┌──
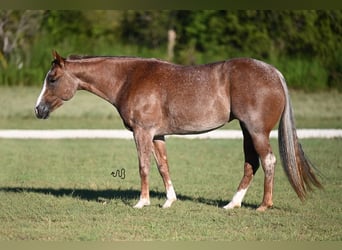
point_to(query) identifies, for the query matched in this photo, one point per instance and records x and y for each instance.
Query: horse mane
(85, 57)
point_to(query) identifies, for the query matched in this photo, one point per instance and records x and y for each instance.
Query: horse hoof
(168, 203)
(232, 205)
(142, 202)
(263, 208)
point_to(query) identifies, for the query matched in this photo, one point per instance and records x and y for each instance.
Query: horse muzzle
(42, 111)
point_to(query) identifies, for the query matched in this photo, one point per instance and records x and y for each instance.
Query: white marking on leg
(171, 196)
(270, 159)
(142, 202)
(237, 199)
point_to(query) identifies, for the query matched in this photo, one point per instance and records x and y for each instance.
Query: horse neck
(101, 76)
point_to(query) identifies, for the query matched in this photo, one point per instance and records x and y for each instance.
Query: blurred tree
(17, 30)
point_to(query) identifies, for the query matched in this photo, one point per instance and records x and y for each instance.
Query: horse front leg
(159, 151)
(143, 141)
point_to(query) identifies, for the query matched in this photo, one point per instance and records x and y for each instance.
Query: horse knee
(269, 164)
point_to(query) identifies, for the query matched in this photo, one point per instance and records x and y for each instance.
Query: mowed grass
(85, 110)
(57, 190)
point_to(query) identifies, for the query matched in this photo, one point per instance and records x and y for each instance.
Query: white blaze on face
(40, 97)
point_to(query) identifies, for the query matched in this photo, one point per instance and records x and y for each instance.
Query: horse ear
(57, 58)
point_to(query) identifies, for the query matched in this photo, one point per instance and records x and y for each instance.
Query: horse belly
(198, 116)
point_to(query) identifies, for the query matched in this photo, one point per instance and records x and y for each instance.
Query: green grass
(85, 110)
(62, 190)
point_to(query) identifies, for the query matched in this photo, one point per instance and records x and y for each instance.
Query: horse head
(59, 86)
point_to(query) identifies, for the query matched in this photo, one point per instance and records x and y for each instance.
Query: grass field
(56, 190)
(85, 110)
(63, 190)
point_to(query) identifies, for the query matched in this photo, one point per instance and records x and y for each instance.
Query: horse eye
(51, 79)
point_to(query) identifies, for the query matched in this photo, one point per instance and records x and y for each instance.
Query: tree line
(304, 44)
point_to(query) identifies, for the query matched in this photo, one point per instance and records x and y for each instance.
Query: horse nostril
(42, 112)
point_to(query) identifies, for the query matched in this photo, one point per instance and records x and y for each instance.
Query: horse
(156, 98)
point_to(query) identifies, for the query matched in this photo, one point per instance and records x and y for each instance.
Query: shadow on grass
(127, 196)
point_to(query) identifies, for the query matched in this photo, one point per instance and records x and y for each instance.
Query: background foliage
(304, 45)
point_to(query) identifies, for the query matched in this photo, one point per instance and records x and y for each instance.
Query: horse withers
(156, 98)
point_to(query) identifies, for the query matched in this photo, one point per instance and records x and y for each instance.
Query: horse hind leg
(263, 148)
(159, 151)
(250, 167)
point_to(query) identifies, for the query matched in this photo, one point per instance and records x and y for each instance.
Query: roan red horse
(156, 98)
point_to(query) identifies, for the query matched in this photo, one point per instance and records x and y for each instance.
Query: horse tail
(298, 168)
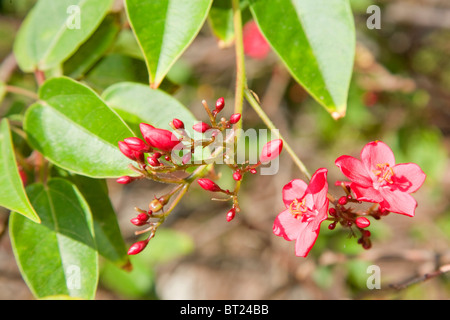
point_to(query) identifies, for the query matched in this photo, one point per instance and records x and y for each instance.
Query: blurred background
(400, 93)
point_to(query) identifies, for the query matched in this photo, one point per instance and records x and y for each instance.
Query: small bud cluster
(346, 216)
(155, 157)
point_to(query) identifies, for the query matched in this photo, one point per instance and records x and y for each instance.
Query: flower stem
(240, 61)
(257, 107)
(22, 91)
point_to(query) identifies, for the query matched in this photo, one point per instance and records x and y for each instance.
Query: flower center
(384, 173)
(298, 208)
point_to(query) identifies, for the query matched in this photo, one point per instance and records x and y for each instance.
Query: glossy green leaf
(109, 240)
(164, 29)
(92, 50)
(316, 41)
(58, 256)
(53, 30)
(220, 19)
(138, 103)
(12, 195)
(76, 130)
(114, 68)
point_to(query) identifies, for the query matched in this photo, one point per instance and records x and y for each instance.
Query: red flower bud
(271, 150)
(177, 124)
(127, 151)
(142, 217)
(137, 247)
(201, 127)
(161, 139)
(153, 161)
(137, 144)
(362, 222)
(343, 200)
(237, 175)
(231, 214)
(235, 118)
(220, 104)
(125, 180)
(208, 185)
(137, 222)
(145, 129)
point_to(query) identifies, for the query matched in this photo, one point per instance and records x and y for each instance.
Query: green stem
(257, 107)
(22, 91)
(240, 61)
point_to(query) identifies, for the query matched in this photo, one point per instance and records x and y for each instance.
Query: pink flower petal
(366, 194)
(408, 177)
(295, 189)
(318, 187)
(286, 226)
(398, 202)
(306, 240)
(255, 45)
(374, 153)
(355, 170)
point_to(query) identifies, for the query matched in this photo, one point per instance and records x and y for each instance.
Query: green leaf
(93, 49)
(164, 29)
(12, 195)
(76, 130)
(115, 68)
(53, 30)
(139, 283)
(221, 21)
(109, 240)
(58, 256)
(138, 103)
(316, 41)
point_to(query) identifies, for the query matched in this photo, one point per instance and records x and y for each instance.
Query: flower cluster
(375, 178)
(166, 155)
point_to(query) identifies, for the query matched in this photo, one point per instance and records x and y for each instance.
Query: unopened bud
(177, 124)
(237, 176)
(343, 200)
(231, 214)
(137, 247)
(235, 118)
(137, 144)
(220, 104)
(125, 180)
(127, 151)
(362, 222)
(271, 150)
(153, 161)
(208, 185)
(161, 139)
(201, 127)
(137, 222)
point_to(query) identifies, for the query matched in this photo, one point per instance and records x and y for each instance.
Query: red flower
(306, 208)
(376, 178)
(161, 139)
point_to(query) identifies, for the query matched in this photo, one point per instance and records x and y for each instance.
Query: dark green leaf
(54, 30)
(58, 256)
(109, 240)
(164, 29)
(12, 195)
(76, 130)
(93, 49)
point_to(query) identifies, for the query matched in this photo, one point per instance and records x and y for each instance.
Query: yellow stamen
(384, 173)
(297, 208)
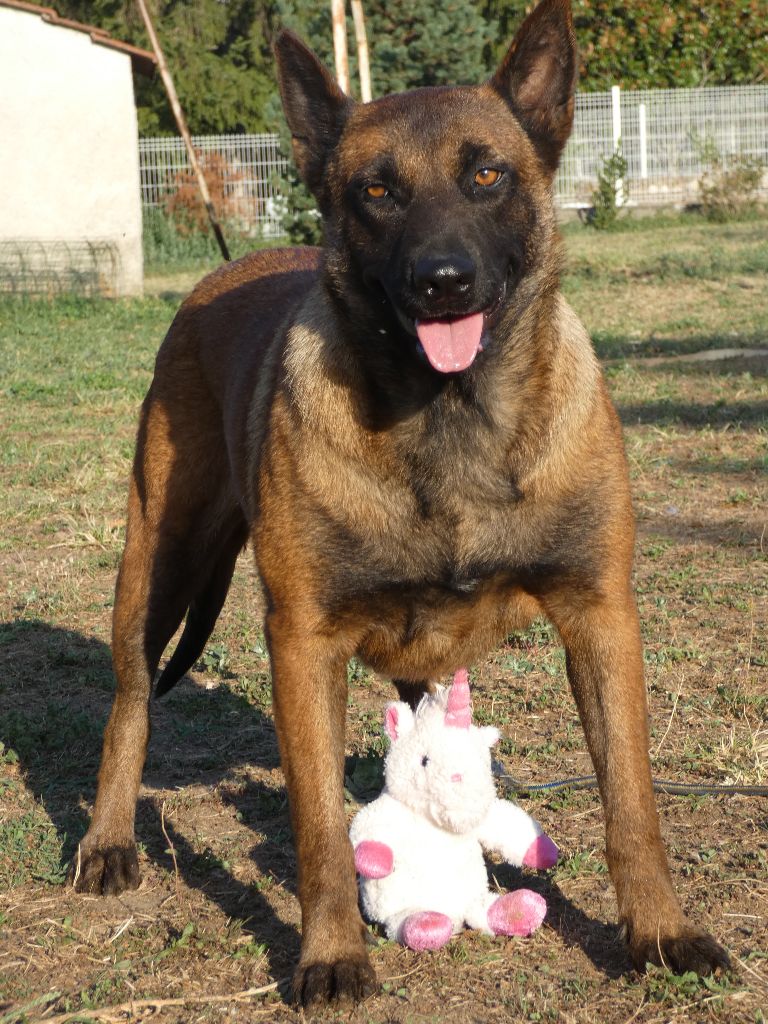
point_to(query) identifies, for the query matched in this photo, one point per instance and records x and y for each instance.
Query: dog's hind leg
(203, 612)
(605, 670)
(181, 523)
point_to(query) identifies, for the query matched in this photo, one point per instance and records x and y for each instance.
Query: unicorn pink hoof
(519, 912)
(542, 853)
(426, 930)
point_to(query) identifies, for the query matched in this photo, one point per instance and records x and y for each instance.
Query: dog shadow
(55, 697)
└──
*Exercise*
Word for word, reproduce all the data, but not the pictures.

*Result*
point_to(query) identifies, for the query matched in this photo, one point per instance and records x and y for each instance.
Query: horse mane
(85, 57)
point_to(query) identifies, for the query matched in this photo, one point per instance and records x and y for each instance.
Query: horse hoof
(168, 203)
(232, 205)
(142, 202)
(263, 208)
point_to(query) identifies, for the query matched in this photo, one point per instance and records x and y for each instance.
Query: horse muzzle
(42, 111)
point_to(query) identifies, for the query matched in this photo, one point per instance and records x and y for each instance.
Query: white marking on leg
(171, 196)
(270, 159)
(142, 202)
(237, 199)
point_to(query) identifies, for the query matched in this photo, one point per instance and records x and y for each instance.
Query: horse neck
(101, 76)
point_to(query) identifies, for the query matched in this photo, one point per instance and records x and y for each instance.
Query: blurred tree
(17, 30)
point_to(query) identifies, for the query matched in this photo, one point per instance and records x and y for each instance.
Query: horse front leg
(159, 151)
(143, 141)
point_to(query) identifies, for the query matched in this photo, one point per instance and records x and y for each instance.
Query: horse knee
(269, 164)
point_to(query) identifies, for the query matched in this photo, one point per instance and records x and y for each instance.
Query: mowed grass
(85, 110)
(57, 190)
point_to(query) identifies, for the query matched in this photo, one point per instance and records x and y for each instance.
Query: white blaze on face
(40, 97)
point_to(query) identifies, for the query matched in this photo, one point per instance and records x and y for each instance.
Query: horse ear
(57, 58)
point_to(query) identifies, for the query matched in this photo, one point per instance and records x and y for each instance.
Query: horse belly
(198, 116)
point_to(query) identifies, for the query matched in this photo, one point per instance and records x and y for each instance.
Query: green grass
(85, 110)
(62, 190)
point_to(query) identifies, for the query matched in this photo, one point per instance and records x and y for each instance.
Query: horse head
(59, 86)
point_to(query) identifies, for the query matched in this photo, one point per instance and records x and y for each instance.
Query: grass field
(56, 190)
(85, 110)
(63, 190)
point_to(query) identifies, for the query matched in this photo, one point per instance and records x and y for each instance.
Query: horse eye
(51, 79)
point_to(query) identifies, for the query matched in this photo, one point per instance and records x and y for each instance.
Query: tree line
(304, 44)
point_to(query) identifies, for the query matched in this photo, one point per instance and records x and y for each instance.
Query: horse nostril
(42, 112)
point_to(query) identifies, for the query matched in this photo, one point per instance and records x and y for each instance.
Query: horse
(156, 98)
point_to(query) identifies, for the query matched in this photo, one point per instance and records x and y for each instance.
Query: shadow on grass
(127, 196)
point_to(query) identifies, for the query matched in this photo, one point per instance and records x and y for each instance.
Query: background foliage
(304, 45)
point_to(query) identifies, for the query matched in this photo, one point per instance and records x and y for each instance.
Query: horse withers
(156, 98)
point_to(query) identifies, for the query matched in this photo, one point per instance and records x and y for each instance.
Query: horse hind leg
(263, 148)
(159, 151)
(250, 167)
point_to(query) identifies, for the query matched in this photo, one point per instance and records x and y for each instance.
Query: roan red horse
(156, 98)
point_to(query) identifies, for the query matched in this photo, one point per instance and records x and y for each instance.
Query: horse tail
(298, 168)
point_to(query) identifies, for the query matched in this photo, one point per instance and records x and y for each instance.
Query: blurred background
(400, 93)
point_to(query) identifies, for the query matched in this photo, one point per instance and records x and y for each instance.
Query: small bud cluster
(346, 216)
(155, 157)
point_to(query) identifies, for the query matched in this photo, one point per instance and records x and y for each instance.
Query: flower stem
(240, 61)
(257, 107)
(22, 91)
point_to(query) identifies, for the query matched in this photo, one point per instance and records x and y for each instance.
Query: flower center
(384, 173)
(298, 208)
point_to(query) identifies, for the query matched in this photo, one point per instance and records x and y for each instance.
Query: glossy green leaf
(109, 240)
(164, 29)
(92, 50)
(316, 41)
(58, 256)
(53, 30)
(220, 19)
(138, 103)
(12, 195)
(76, 130)
(114, 68)
point_to(query) identifies, for the query matched in this photo, one point per instance and records x and y for each instance.
Query: red flower bud
(271, 150)
(177, 124)
(127, 151)
(142, 217)
(137, 247)
(201, 127)
(161, 139)
(153, 161)
(137, 144)
(362, 222)
(343, 200)
(237, 175)
(231, 214)
(235, 118)
(220, 104)
(125, 180)
(208, 185)
(137, 222)
(145, 129)
point_to(query) identifies, for the query matched in this photo, one point per instance and records x and y for each instance.
Query: green stem
(257, 107)
(22, 91)
(240, 61)
point_to(query) identifies, for the query matched in this photo, one point per instance and records x and y for each instance.
Query: pink flower petal
(366, 194)
(408, 177)
(295, 189)
(318, 187)
(286, 226)
(398, 202)
(306, 240)
(255, 45)
(374, 153)
(355, 170)
point_to(query) identifies, for the query matched in this photo, one point per instance and records x and y for each instance.
Query: green leaf
(93, 49)
(164, 29)
(12, 195)
(76, 130)
(115, 68)
(53, 30)
(139, 283)
(221, 21)
(109, 240)
(58, 256)
(138, 103)
(316, 41)
point_to(query) identifies, for the query matched in this photo, one point per instance and records x and y for each instance.
Query: flower cluster
(375, 178)
(166, 155)
point_to(query) identifies, for the query matched in this photo, one point per instance and records x and y for each instance.
Query: unopened bud
(177, 124)
(237, 176)
(343, 200)
(231, 214)
(137, 247)
(235, 118)
(137, 144)
(220, 104)
(125, 180)
(127, 151)
(362, 222)
(271, 150)
(153, 161)
(208, 185)
(161, 139)
(201, 127)
(137, 222)
point_to(query) identifies, for the query matched in this photo, one point per instance and records x and y for each instance.
Query: red flower
(306, 208)
(376, 178)
(161, 139)
point_to(query) identifies, for the query matched in this photo, one point per instance and records x and y for each instance.
Query: dark green leaf
(54, 30)
(58, 256)
(109, 240)
(164, 29)
(12, 195)
(76, 130)
(93, 49)
point_to(query) identifies, for the query matched in this photo, one point per instance and records x and y for each instance.
Query: yellow stamen
(384, 173)
(297, 208)
point_to(query) identifies, for the query matched in this photo, one point per instance and records x and y for each instance.
Query: dog's hind leg
(203, 612)
(605, 670)
(181, 523)
point_to(query) identifies, for the query matched in this photo, one point per instance and records x and y for each instance.
Query: unicorn pink hoof
(519, 912)
(542, 853)
(426, 930)
point_to(query) identifies, for the query matched in this photo, one point per instance and records x and y for each instance.
Query: dog shadow
(55, 697)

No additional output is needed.